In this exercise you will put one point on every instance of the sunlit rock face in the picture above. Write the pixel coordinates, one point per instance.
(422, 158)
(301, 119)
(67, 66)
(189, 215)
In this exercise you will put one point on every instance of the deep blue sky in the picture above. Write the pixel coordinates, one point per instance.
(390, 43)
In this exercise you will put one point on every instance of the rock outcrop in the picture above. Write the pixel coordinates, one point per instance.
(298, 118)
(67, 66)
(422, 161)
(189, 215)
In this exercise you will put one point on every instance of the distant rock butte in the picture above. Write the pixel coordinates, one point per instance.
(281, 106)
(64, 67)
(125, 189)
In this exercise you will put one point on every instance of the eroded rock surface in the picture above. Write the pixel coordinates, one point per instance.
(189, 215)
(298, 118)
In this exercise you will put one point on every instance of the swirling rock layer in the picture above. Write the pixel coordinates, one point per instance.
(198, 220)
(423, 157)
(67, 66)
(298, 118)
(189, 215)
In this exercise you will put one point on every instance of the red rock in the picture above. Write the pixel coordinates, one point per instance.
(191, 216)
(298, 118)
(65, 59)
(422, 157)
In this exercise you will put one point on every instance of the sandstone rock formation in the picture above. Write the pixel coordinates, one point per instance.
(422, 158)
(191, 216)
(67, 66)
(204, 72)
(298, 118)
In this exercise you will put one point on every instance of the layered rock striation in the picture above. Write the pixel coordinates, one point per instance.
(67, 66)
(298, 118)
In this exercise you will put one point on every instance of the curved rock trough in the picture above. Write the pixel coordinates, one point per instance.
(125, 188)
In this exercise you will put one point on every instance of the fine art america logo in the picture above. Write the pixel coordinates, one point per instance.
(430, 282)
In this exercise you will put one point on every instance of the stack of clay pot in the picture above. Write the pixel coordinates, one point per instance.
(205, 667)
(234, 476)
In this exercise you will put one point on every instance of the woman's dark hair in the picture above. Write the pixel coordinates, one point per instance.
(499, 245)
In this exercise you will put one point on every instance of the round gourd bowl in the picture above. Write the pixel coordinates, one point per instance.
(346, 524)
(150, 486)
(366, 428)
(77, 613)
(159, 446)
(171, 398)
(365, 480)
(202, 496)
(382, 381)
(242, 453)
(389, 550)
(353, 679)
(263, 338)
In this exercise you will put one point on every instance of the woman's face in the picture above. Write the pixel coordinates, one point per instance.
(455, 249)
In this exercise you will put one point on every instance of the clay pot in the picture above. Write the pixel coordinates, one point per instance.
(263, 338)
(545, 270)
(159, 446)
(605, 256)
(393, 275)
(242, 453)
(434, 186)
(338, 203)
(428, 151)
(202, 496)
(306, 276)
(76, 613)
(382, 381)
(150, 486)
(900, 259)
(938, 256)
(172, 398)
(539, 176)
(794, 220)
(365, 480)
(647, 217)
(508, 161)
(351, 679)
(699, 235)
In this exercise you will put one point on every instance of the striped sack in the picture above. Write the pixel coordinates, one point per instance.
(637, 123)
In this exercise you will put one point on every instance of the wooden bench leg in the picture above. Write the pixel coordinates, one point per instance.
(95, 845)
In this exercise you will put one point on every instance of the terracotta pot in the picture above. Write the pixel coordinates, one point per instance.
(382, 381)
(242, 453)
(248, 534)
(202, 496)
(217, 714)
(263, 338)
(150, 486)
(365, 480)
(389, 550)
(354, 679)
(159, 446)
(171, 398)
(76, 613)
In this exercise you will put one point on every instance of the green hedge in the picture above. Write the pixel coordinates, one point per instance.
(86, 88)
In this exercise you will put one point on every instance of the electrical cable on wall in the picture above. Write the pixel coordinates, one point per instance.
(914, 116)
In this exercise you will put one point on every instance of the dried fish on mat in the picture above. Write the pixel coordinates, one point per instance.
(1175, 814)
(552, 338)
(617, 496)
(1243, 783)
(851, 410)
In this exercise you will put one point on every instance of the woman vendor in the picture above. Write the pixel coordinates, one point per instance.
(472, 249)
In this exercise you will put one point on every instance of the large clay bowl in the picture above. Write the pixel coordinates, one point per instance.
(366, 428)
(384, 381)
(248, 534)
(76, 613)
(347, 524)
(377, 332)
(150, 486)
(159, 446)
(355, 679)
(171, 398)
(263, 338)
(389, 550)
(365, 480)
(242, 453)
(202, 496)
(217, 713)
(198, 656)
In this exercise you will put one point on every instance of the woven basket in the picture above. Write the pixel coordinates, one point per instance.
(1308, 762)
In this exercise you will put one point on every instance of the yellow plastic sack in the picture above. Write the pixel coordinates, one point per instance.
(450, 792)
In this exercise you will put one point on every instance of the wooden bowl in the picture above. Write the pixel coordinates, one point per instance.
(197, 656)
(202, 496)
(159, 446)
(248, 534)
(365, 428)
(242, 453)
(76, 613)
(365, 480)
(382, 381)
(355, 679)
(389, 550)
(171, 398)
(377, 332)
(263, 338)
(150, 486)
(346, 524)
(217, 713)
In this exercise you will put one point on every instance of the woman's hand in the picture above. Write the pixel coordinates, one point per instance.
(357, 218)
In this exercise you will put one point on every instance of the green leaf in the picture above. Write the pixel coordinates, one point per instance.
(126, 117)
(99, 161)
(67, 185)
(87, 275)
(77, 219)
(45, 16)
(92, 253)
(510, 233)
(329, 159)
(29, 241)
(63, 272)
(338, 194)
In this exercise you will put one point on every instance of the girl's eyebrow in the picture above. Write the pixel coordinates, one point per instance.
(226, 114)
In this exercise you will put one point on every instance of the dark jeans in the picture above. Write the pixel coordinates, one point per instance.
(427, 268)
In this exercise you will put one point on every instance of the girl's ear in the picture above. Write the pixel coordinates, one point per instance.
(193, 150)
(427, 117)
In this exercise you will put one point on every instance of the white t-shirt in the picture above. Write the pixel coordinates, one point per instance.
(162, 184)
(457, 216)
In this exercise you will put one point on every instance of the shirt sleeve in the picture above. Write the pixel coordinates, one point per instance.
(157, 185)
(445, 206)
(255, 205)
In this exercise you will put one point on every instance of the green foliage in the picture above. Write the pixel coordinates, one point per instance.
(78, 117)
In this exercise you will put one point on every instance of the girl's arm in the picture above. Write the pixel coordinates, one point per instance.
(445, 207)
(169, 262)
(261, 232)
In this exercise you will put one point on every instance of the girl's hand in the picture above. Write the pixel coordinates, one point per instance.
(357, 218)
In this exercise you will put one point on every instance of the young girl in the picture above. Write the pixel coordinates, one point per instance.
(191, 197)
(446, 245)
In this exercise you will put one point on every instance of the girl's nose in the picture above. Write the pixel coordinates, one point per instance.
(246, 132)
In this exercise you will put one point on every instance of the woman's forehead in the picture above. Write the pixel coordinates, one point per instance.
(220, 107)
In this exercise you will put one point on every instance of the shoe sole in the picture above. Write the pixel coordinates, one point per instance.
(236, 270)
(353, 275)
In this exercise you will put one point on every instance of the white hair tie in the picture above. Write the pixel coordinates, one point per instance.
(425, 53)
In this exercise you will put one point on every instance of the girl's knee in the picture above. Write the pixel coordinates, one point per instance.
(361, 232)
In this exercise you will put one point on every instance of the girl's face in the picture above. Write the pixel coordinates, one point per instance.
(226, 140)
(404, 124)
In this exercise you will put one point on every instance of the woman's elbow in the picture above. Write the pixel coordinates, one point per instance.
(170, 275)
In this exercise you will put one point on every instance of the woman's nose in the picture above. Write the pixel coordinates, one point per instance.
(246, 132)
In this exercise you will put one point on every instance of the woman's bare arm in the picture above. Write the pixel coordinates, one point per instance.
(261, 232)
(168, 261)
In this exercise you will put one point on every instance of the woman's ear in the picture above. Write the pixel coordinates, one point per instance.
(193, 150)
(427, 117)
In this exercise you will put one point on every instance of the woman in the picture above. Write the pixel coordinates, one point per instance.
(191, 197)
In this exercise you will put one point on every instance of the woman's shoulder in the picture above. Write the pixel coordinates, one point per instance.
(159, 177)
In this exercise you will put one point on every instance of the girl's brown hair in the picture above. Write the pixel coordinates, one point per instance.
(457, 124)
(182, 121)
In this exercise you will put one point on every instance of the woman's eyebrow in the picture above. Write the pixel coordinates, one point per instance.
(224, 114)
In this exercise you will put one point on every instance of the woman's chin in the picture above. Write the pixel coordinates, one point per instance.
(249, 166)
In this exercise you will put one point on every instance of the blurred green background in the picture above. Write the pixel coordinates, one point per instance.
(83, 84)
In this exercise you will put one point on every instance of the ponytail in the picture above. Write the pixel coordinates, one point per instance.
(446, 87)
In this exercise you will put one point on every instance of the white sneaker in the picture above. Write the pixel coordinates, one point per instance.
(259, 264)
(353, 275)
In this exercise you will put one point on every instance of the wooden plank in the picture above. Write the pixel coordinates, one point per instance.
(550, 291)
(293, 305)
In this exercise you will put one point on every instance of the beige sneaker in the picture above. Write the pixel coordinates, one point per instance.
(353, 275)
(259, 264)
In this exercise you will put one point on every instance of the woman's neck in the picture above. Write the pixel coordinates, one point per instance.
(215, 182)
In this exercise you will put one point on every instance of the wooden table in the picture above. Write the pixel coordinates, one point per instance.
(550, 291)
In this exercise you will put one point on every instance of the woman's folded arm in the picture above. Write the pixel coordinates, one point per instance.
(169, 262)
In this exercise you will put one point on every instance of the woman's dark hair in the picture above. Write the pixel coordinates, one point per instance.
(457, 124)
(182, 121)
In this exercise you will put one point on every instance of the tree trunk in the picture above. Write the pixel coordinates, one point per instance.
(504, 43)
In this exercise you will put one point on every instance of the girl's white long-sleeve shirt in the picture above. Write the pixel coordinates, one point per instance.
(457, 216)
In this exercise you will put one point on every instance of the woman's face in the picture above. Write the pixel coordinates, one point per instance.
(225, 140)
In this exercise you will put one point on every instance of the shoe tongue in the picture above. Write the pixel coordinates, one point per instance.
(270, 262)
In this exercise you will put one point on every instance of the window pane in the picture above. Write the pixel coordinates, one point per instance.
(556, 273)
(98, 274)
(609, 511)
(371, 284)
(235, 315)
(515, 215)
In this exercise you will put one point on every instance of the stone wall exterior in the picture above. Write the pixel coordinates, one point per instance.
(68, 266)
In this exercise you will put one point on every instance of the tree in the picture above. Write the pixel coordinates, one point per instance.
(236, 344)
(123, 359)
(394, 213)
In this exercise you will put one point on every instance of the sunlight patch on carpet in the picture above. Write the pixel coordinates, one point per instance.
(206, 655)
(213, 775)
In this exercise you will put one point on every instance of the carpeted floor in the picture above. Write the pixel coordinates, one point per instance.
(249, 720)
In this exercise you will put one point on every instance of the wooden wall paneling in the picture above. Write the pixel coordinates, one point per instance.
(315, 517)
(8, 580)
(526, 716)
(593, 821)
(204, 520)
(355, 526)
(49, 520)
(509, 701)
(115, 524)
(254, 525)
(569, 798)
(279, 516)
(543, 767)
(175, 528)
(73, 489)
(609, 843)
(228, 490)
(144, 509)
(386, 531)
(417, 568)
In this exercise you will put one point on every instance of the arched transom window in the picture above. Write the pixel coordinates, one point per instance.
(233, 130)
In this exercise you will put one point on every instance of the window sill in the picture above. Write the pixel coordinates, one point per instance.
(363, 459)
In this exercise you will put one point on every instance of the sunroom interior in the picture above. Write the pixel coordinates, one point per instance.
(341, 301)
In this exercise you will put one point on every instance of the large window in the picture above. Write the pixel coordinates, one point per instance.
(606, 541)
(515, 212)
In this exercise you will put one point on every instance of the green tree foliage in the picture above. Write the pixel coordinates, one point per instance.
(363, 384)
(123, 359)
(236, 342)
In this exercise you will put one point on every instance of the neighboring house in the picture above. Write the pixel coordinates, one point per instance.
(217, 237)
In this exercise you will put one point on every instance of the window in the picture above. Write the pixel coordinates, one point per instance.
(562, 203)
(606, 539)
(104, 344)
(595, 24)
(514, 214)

◆ ◆ ◆

- **WHAT IS REQUIRED**
Set down exactly the lines beginning at the one that holds "of the sunroom" and ending with the last line of the data.

- **RESULT FOR THIS TASK**
In this exercise you will put one point on every instance of the sunroom interior in the picture above. Write the pixel coordinates, one point per instance.
(341, 301)
In this exercise you will put one point on every instance of the large window in the picture above. Write the pixel coordinates, one point per instance.
(606, 541)
(515, 212)
In this exercise you will put one point on every instance of the green tree foliage in the picture above. Write the pixel coordinates, one point per instance.
(363, 384)
(123, 359)
(236, 342)
In this exercise you will put one point on every instance of the neighboring house in the picture above. Write the pixel coordinates, one point per instance.
(217, 237)
In this exercise you will put one point on every instance of the window in the picture above. Write the pixel coordinates, one point per instance.
(562, 203)
(606, 539)
(104, 344)
(595, 24)
(514, 214)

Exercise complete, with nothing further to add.